Beantworten Sie anhand des Sitzungsprotokolls die folgenden Fragen.
1. In welchem Jahr beginnt das Altkataster für das flache Land?
2. Welche Gebäude wurden freiwillig versichert?
3. In welche Zeitschritte sind die Bände des Altkatasters gegliedert?

[TEXTAUSZUG]
+ + + +

Protokoll der Sitzung der Arbeitsgruppe der Ortschronisten der Ostfriesischen Landschaft vom 7.4.2000 in der Ostfriesischen Brandkasse
Thema: Die Archivalien der Ostfriesischen Brandkasse
Referent: Herr
von der Hülst
Die Sitzung am 7.4. 2000 gliederte sich in zwei Teile. In der ersten Hälfte der Sitzung wurde die Arbeitsgruppe von Herrn von der Hülst durch das Archiv der Ostfriesischen Brandkasse
geführt.
Das Archiv der Brandkasse gliedert sich in vier für Ortschronisten wichtige Abteilungen. Es gibt zunächst das Altkataster, geordnet nach den alten Ämtern Ostfrieslands und des Harlingerlandes
in den Grenzen von 1744. Dies beginnt für das flache Land im Jahr 1768, für die Städte und Flecken, obwohl die Versicherungspflicht hier länger besteht, erst 1808. Es gab (seit 1834) ein Versicherungsmonopol
und eine Pflichtversicherung, so daß sich aus den Bänden komplette Ortsübersichten erstellen lassen – auch über solche Gebäude, die längst abgerissen sind. (Nur Kirchen wurden freiwillig versichert) Es
handelt sich allerdings nicht um eine Hausratversicherung, sondern um eine reine Gebäudeversicherung. Inventare des mobilen Besitzes der Hauseigentümer gehören also nicht zum Bestand. Die Verzeichnisse sind
kontinuierlich bis zum Ersten Weltkrieg geführt, dann gibt es noch eine Einzelverzeichnung bis zum Zweiten Weltkrieg. Die Foliobände des Altkatasters führen die einzelnen zu versichernden Objekte in der
Reihenfolge der alten Hausnummern auf und fügen neu versicherte Objekte hinten an. Wenn also jemand ein bestimmte Objekt sucht, so muss er zunächst die alte Hausnummer in Erfahrung bringen und kann dann dessen
Entwicklung bis zu den Anfängen bzw. bis zum Jahr 1768 zurückverfolgen. Die Bände sind in Elfjahresschritte gegliedert. Unter der Hausnummer ist der Name des Eigentümers verzeichnet. Wenn sich im Zeitraum dieser elf
Jahre ein neuer Eigentümer eingestellt hat, so wird dieser ebenfalls verzeichnet, auch wenn es das Objekt nicht verkauft sondern „nur“ vererbt wurde. In einer weiteren Spalte wird die Art des
versicherten Gebäudes angegeben, etwa „Wohnhaus und Scheune“ „Schuppen“ oder „Hütte“ etc. Neue Gebäude werden in dieser Spalte hinzugefügt.

+ + + +

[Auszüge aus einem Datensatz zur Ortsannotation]
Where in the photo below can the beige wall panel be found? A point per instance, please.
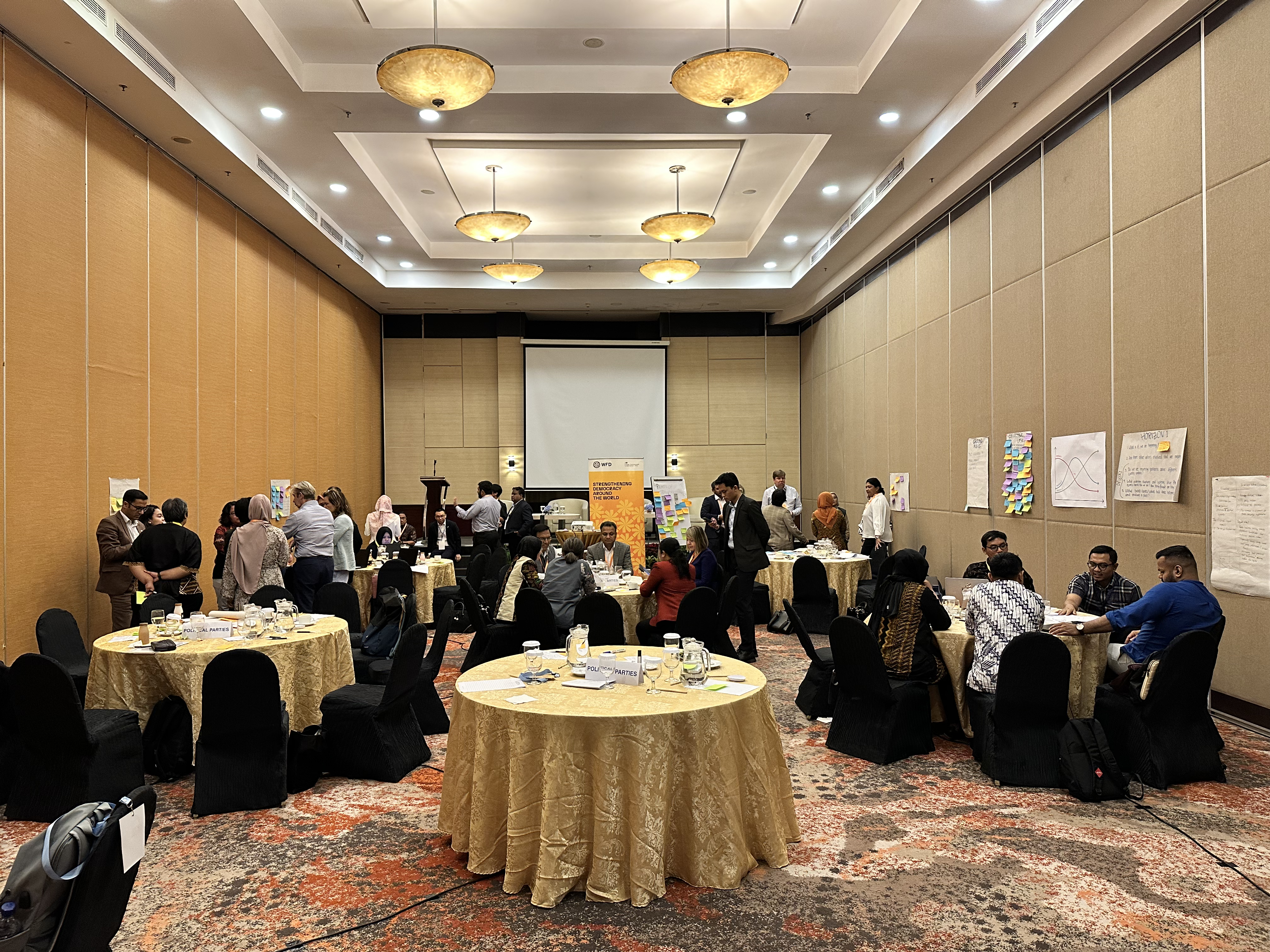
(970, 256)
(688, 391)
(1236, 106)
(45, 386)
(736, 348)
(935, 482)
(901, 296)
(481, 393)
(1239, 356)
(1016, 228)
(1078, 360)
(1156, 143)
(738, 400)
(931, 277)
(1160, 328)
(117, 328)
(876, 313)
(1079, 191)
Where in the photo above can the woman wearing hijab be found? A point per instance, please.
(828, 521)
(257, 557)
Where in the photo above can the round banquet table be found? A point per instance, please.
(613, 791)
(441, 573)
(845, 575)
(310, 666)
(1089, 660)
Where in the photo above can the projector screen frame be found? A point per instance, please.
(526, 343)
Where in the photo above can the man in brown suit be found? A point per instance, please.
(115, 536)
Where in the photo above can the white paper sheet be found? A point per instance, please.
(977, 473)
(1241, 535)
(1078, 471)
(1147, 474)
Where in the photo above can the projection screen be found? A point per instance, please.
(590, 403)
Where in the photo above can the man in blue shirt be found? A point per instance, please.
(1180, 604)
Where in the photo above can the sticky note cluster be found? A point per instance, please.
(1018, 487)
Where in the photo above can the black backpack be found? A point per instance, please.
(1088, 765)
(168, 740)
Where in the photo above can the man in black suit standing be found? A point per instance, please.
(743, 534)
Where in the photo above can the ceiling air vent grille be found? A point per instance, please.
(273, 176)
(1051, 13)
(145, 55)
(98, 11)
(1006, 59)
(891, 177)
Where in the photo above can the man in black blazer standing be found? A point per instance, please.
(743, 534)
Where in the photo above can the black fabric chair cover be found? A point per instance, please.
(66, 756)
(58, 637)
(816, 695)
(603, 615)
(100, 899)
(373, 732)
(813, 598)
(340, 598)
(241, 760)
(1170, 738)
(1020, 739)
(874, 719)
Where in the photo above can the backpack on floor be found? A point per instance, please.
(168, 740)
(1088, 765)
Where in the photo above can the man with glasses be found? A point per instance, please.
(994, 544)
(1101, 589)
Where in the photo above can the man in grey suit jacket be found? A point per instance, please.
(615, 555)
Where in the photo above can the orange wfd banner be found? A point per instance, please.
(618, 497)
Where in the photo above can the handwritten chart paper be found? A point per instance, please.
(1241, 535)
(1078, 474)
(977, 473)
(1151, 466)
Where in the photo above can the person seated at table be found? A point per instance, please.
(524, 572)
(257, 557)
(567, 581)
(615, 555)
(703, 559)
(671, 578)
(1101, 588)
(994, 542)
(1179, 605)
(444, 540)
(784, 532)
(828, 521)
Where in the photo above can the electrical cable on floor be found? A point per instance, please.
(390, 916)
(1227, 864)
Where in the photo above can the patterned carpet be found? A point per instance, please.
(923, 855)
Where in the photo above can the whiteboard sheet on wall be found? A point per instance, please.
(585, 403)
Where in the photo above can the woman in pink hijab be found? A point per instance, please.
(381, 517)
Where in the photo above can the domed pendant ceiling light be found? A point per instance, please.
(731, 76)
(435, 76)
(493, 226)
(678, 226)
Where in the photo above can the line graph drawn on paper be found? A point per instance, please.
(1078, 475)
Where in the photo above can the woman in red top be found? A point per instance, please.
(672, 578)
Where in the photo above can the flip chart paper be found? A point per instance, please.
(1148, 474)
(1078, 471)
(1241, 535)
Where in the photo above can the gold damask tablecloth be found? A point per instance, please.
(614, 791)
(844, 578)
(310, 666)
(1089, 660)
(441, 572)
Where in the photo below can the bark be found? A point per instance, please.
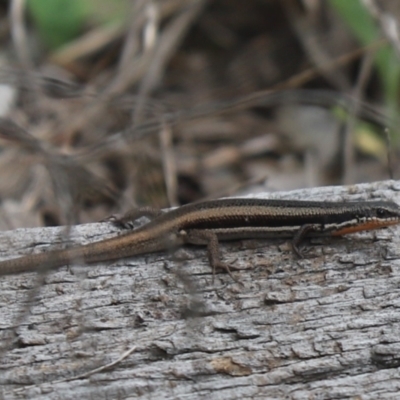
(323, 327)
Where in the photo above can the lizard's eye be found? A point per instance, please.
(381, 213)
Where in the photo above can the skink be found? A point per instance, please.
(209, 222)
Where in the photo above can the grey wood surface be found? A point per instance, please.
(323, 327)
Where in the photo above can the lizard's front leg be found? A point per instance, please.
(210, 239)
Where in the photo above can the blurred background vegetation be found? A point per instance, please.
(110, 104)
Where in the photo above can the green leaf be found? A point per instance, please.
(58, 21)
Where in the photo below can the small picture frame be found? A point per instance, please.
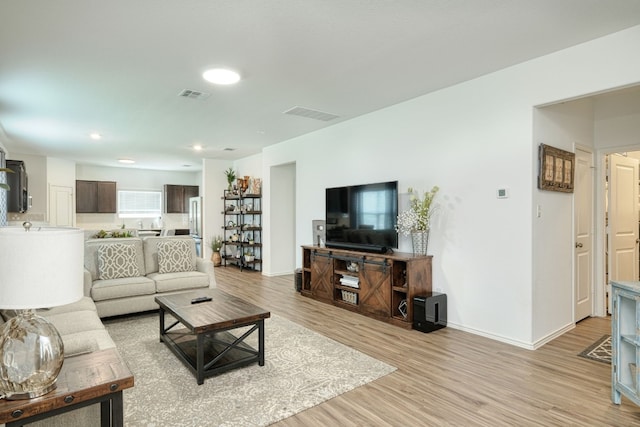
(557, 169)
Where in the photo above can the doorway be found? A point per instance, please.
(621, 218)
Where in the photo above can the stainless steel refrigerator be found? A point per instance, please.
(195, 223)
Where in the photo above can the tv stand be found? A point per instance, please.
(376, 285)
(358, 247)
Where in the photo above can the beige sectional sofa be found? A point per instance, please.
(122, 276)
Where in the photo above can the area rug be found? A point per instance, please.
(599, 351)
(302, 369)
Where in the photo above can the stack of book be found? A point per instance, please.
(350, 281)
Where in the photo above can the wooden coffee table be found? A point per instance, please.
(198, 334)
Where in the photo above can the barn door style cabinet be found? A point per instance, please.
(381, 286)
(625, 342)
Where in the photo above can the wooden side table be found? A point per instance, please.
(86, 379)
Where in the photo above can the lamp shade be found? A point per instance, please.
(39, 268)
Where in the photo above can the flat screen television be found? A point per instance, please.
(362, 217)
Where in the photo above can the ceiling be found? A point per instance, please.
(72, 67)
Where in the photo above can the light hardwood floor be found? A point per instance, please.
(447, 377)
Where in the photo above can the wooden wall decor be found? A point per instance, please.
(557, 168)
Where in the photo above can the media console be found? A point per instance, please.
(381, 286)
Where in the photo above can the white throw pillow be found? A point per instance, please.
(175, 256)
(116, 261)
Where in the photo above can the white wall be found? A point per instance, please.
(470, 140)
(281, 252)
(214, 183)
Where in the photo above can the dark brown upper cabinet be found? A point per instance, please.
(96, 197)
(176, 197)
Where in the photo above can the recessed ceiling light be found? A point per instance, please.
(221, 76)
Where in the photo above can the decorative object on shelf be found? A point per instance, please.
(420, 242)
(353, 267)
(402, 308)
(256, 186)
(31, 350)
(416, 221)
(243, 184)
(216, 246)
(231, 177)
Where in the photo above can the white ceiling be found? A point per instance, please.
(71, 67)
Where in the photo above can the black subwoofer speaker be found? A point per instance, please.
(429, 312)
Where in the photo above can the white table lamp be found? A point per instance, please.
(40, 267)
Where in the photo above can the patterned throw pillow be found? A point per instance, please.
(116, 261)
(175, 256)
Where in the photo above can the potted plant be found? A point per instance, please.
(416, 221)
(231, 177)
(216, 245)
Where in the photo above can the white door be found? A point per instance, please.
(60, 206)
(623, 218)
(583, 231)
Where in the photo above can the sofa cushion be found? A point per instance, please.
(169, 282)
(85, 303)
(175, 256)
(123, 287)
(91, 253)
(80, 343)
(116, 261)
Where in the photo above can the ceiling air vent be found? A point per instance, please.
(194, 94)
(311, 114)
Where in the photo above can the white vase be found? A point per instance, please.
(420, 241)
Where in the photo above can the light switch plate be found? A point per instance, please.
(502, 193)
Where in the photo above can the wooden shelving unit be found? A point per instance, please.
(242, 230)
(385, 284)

+ + + +

[LÖSUNG]
1. 1768
2. Kirchen
3. In Elfjahresschritte